## Task material:

★ ★ ★ ★ ★

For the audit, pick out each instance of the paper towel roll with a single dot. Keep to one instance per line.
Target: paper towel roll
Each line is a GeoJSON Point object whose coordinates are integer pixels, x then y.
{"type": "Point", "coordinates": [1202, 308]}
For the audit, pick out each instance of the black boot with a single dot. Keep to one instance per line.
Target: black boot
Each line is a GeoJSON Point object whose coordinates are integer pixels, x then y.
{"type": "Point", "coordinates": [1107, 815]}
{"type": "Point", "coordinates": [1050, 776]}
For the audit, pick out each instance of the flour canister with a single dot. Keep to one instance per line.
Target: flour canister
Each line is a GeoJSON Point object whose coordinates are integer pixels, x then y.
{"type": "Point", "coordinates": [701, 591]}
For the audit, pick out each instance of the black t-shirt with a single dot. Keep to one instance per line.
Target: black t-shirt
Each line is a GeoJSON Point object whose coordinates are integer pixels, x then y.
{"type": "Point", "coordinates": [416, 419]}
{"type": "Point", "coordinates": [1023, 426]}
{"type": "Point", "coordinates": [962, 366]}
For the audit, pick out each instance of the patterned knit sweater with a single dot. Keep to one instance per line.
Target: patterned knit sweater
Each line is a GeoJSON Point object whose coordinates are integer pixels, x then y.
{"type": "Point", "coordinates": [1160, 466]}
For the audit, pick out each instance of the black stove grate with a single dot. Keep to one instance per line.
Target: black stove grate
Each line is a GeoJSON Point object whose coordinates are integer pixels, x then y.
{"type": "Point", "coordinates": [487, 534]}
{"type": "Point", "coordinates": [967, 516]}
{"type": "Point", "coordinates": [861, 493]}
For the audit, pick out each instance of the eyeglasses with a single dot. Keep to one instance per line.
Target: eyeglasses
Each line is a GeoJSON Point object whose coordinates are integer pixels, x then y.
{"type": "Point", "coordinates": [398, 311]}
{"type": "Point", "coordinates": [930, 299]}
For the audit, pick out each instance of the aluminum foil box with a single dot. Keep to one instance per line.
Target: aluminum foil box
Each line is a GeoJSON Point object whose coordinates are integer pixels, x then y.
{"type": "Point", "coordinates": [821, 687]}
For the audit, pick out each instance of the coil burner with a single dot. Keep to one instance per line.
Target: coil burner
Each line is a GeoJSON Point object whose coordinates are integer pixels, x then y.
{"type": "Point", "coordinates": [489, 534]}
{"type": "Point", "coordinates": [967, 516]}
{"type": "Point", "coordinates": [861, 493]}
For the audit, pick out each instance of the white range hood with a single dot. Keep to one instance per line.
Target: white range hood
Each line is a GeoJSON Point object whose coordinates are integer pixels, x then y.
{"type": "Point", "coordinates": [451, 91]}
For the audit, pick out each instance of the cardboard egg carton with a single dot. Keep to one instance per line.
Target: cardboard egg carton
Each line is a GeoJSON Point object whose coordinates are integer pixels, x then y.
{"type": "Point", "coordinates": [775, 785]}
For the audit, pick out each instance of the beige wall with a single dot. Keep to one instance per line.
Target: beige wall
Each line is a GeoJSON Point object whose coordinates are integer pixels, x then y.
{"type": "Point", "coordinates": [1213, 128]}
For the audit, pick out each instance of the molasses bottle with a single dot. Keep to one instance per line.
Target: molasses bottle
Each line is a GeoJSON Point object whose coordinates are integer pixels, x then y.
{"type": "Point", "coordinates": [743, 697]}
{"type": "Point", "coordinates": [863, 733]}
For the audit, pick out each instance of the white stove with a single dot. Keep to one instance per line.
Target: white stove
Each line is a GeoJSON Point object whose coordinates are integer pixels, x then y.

★ ★ ★ ★ ★

## What is needed:
Output the listing exactly, from first line to last.

## Response:
For the audit, pick out each instance of the paper towel roll with a single dot. Keep to one instance per line.
Target: paper towel roll
Each line is a GeoJSON Point object whose coordinates are integer pixels, x then y.
{"type": "Point", "coordinates": [1202, 308]}
For the audit, pick out each instance of the black boot with a single dot. Keep to one instance per line.
Target: black boot
Each line is a GeoJSON Point object whose coordinates are integer pixels, x then y.
{"type": "Point", "coordinates": [1107, 815]}
{"type": "Point", "coordinates": [1050, 776]}
For the audit, pick out each instance of the flour canister with a single dot. Keep to one instance per line.
Target: flour canister
Each line is a GeoJSON Point object whose coordinates are integer pixels, x then y.
{"type": "Point", "coordinates": [701, 591]}
For the audit, pick out each instance of the black t-shirt with a single dot. Keep to one instance per line.
Target: black t-shirt
Each line is a GeoJSON Point object whose coordinates are integer pixels, x then y.
{"type": "Point", "coordinates": [416, 419]}
{"type": "Point", "coordinates": [1023, 426]}
{"type": "Point", "coordinates": [962, 366]}
For the audit, pick out each instance of the patterned knit sweater with a single dot. Keep to one instance per line.
Target: patterned knit sweater
Each line is a GeoJSON Point object whose coordinates are integer pixels, x then y.
{"type": "Point", "coordinates": [1160, 466]}
For the audit, pick out each instance of the black stove grate with a single dot. Keep to one instance per line.
Target: black stove grate
Each line is a GeoJSON Point object whose coordinates are integer pixels, x then y.
{"type": "Point", "coordinates": [487, 534]}
{"type": "Point", "coordinates": [967, 516]}
{"type": "Point", "coordinates": [861, 493]}
For the audit, pick out each instance of the eyeglasses with a single dot. Keep to one instance per line.
Target: eyeglasses
Each line is a GeoJSON Point object whose coordinates are integer pixels, x then y.
{"type": "Point", "coordinates": [398, 311]}
{"type": "Point", "coordinates": [930, 299]}
For the audit, pick out each instance of the aluminum foil box with a single dot. Keep to one instance per line.
Target: aluminum foil box
Each line is a GeoJSON Point object whose coordinates are integer pixels, x then y.
{"type": "Point", "coordinates": [821, 687]}
For the audit, pick out each instance of the coil burner with a single dot. Keep to one instance per line.
Target: coil burner
Each line is a GeoJSON Point object whose coordinates are integer pixels, x then y.
{"type": "Point", "coordinates": [489, 534]}
{"type": "Point", "coordinates": [967, 516]}
{"type": "Point", "coordinates": [861, 493]}
For the audit, pick out each instance of the white range hood with a single dot. Keep to one instance per line.
Target: white range hood
Each line is a GeoJSON Point object whose coordinates are integer pixels, x then y.
{"type": "Point", "coordinates": [451, 91]}
For the audit, pick out each instance of the cardboard egg carton with a single dot. Keep to one instance per line.
Target: cardboard egg carton
Each line is a GeoJSON Point object whose coordinates are integer pixels, x then y.
{"type": "Point", "coordinates": [775, 785]}
For the audit, pick out each instance of the beige wall with a single dot. Keep to one instance per line.
Target: beige wall
Each line is a GeoJSON Point object whose coordinates are integer pixels, x then y.
{"type": "Point", "coordinates": [1213, 128]}
For the audit, pick out each instance of the molasses bottle with a single dot. Keep to one instance per line.
Target: molasses bottle
Each line is a GeoJSON Point object whose coordinates are integer pixels, x then y.
{"type": "Point", "coordinates": [743, 697]}
{"type": "Point", "coordinates": [863, 733]}
For the audit, pick out each instance of the white stove with a single dot. Keep to one instance per line.
Target: white stove
Each line is a GeoJSON Point object whose coordinates are integer pixels, x then y.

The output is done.